▼▼▼

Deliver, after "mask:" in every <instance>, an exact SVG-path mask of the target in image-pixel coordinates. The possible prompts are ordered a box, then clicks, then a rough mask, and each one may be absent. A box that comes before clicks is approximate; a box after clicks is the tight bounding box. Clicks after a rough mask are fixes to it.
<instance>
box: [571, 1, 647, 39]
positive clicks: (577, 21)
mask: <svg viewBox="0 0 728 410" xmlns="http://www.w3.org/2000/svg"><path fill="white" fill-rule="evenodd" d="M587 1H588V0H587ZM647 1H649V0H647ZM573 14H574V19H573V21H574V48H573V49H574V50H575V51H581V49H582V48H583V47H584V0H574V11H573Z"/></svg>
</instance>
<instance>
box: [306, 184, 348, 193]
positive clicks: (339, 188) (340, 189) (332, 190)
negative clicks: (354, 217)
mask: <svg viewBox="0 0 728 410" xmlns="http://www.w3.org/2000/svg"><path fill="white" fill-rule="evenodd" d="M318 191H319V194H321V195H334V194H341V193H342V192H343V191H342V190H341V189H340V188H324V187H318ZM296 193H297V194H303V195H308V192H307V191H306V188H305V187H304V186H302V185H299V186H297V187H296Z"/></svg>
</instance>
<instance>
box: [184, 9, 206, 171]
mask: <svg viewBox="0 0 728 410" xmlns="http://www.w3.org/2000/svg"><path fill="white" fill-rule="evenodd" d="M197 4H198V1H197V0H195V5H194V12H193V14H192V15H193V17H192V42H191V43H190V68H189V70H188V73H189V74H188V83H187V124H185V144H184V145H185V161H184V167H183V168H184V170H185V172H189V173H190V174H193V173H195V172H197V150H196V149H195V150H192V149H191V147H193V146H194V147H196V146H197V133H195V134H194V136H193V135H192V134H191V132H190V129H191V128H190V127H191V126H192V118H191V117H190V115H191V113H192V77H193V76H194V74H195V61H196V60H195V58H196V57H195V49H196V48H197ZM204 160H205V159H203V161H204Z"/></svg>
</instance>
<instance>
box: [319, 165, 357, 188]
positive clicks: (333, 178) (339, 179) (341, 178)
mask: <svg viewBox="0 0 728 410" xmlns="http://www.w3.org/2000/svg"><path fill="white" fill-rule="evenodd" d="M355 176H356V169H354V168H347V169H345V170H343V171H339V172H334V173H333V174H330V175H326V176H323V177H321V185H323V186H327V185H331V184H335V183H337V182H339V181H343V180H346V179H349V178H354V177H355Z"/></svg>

▲▲▲

-- TASK REQUIREMENTS --
Could you give back, word for word, every line of the records from the very first one through the line containing "positive clicks: (577, 21)", with that line included?

-- SOLVED PROBLEM --
Deliver, after "mask:" in every <instance>, an exact SVG-path mask of the target in image-pixel coordinates. The possible prompts are ordered a box, then clicks, then a rough mask, and each one may be absent. A box that comes before clicks is approximate; a box after clicks is the tight bounding box. Clicks after a rough mask are fixes to it.
<instance>
box: [571, 1, 647, 39]
positive clicks: (577, 21)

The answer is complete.